▶ [Exercise instructions]
Only one portion of the data is to be written out: from the line bearing "Where can you spot the tall" through the line bearing "Where can you spot the concrete walkway". Write it exactly as it appears.

[Extracted entries Boundary: Start]

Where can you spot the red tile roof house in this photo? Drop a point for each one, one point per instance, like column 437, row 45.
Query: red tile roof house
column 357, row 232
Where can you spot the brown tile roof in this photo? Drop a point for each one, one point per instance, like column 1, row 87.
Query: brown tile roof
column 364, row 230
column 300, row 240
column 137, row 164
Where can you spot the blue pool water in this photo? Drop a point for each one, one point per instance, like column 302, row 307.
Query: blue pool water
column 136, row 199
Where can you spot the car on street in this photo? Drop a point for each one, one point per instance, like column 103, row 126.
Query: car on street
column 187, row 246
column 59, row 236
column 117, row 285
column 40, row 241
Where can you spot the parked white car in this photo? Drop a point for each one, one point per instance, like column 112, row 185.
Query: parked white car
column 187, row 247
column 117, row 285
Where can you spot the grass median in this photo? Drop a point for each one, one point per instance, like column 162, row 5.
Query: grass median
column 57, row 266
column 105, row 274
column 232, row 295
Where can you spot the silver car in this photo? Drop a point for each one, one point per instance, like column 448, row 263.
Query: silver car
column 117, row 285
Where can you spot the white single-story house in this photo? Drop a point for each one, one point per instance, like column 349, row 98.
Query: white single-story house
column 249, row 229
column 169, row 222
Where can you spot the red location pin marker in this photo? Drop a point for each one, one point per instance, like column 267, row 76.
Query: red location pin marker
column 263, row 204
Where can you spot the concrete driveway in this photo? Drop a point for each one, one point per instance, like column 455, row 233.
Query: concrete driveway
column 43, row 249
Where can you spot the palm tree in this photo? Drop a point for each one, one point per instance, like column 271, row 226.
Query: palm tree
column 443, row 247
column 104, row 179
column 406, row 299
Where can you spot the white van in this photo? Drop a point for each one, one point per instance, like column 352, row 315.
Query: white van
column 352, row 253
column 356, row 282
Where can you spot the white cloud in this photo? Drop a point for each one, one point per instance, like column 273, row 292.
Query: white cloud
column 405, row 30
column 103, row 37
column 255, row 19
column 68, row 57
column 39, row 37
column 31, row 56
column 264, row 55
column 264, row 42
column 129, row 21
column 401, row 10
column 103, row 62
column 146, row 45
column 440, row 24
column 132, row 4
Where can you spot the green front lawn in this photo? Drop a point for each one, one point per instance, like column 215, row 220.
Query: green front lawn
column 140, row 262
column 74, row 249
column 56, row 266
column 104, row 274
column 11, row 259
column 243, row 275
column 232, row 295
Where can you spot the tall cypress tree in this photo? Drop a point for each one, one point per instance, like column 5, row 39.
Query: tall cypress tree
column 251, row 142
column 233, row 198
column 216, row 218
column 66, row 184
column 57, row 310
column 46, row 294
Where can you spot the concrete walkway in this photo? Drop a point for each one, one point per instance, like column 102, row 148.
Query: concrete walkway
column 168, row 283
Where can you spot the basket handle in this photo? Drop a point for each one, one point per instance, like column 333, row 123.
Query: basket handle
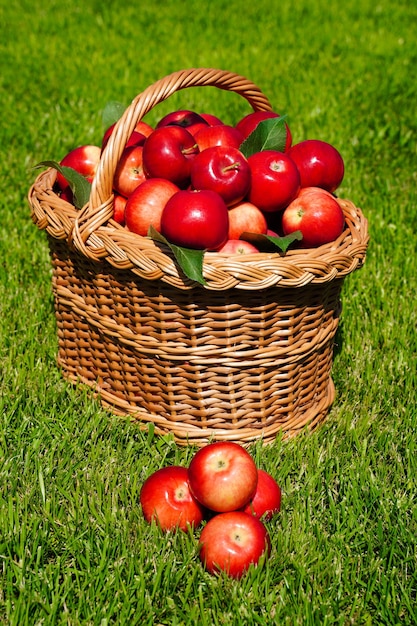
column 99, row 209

[Extracted entries Boundary: End]
[Extracted entries Boundary: Start]

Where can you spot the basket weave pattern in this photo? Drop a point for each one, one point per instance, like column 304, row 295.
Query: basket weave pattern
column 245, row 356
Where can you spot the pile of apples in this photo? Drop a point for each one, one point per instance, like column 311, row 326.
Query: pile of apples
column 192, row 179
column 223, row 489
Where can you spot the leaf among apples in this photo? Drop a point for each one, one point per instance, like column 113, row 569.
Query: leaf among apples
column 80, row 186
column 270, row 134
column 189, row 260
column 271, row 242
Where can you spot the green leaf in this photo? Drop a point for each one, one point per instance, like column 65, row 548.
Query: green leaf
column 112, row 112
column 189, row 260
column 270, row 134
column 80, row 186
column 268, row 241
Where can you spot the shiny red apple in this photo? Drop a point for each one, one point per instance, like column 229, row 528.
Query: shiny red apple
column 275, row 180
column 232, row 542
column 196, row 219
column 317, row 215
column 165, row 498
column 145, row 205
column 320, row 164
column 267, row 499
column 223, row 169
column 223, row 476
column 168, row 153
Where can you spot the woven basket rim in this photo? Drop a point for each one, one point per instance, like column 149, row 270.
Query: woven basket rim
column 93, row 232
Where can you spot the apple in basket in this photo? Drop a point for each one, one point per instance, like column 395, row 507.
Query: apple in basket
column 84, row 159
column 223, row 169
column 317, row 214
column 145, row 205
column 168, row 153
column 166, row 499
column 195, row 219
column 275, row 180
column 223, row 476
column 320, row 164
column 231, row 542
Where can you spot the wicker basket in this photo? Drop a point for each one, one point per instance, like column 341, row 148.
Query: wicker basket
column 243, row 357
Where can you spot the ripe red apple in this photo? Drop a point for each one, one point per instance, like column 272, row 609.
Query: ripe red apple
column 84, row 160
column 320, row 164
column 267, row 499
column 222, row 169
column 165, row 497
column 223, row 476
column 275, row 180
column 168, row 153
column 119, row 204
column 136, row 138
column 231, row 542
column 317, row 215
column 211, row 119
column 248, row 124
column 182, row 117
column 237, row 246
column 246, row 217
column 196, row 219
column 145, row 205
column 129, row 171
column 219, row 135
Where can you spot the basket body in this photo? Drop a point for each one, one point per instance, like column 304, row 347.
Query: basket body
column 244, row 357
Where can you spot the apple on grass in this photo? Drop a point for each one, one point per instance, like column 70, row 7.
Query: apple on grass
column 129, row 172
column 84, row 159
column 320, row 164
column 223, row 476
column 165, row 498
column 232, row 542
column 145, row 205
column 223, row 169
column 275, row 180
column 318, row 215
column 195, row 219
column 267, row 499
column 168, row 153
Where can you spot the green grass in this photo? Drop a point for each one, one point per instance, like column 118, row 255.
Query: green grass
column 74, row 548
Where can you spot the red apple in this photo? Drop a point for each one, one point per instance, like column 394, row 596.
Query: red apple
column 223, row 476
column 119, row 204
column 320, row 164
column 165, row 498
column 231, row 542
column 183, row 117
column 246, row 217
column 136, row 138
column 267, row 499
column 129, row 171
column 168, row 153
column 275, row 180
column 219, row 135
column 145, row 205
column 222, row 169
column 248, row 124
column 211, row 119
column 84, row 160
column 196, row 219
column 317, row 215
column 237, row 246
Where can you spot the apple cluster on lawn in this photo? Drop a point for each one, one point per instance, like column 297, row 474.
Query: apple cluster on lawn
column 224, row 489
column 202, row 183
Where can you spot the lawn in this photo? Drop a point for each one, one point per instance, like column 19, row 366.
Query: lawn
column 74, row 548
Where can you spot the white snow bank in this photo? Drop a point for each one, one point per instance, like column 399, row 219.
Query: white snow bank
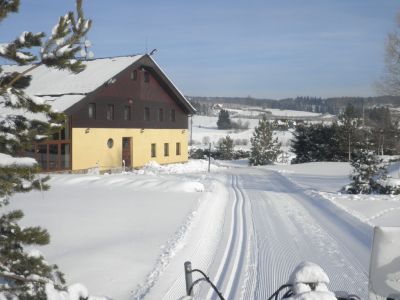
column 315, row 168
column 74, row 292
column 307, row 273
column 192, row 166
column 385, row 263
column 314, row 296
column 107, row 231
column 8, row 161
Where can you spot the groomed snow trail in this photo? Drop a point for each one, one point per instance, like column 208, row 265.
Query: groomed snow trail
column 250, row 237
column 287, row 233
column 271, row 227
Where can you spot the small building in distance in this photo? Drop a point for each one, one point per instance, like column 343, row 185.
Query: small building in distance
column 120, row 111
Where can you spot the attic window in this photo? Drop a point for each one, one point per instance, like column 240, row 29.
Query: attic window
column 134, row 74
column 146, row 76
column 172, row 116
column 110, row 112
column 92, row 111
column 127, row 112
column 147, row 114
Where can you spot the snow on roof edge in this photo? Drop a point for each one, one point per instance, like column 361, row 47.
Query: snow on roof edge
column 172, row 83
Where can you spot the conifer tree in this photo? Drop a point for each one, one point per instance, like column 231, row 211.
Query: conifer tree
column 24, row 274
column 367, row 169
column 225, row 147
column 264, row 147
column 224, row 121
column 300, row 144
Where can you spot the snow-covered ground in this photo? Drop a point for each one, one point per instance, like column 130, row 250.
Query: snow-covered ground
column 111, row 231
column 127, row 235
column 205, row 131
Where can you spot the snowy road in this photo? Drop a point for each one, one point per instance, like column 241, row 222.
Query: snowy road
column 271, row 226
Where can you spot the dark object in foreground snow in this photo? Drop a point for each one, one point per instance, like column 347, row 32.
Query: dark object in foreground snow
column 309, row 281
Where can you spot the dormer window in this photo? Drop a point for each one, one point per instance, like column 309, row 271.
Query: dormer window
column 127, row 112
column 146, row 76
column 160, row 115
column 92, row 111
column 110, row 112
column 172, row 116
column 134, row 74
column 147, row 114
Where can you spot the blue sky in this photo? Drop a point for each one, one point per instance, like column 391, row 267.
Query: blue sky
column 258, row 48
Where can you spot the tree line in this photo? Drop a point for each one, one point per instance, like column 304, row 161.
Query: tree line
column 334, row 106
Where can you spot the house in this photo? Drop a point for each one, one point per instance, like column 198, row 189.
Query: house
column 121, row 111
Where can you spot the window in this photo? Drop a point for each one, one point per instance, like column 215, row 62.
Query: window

[Extracted entries Boundary: End]

▶ [Output for this task]
Where can you spot the tall cypress tree in this photo? Drop a point for each one, one point per instance, like column 5, row 39.
Query: tall cypress tree
column 251, row 142
column 233, row 198
column 216, row 218
column 66, row 184
column 57, row 310
column 46, row 294
Where can you spot the concrete walkway in this photo? Drop a point for each one, one point per instance, like column 102, row 148.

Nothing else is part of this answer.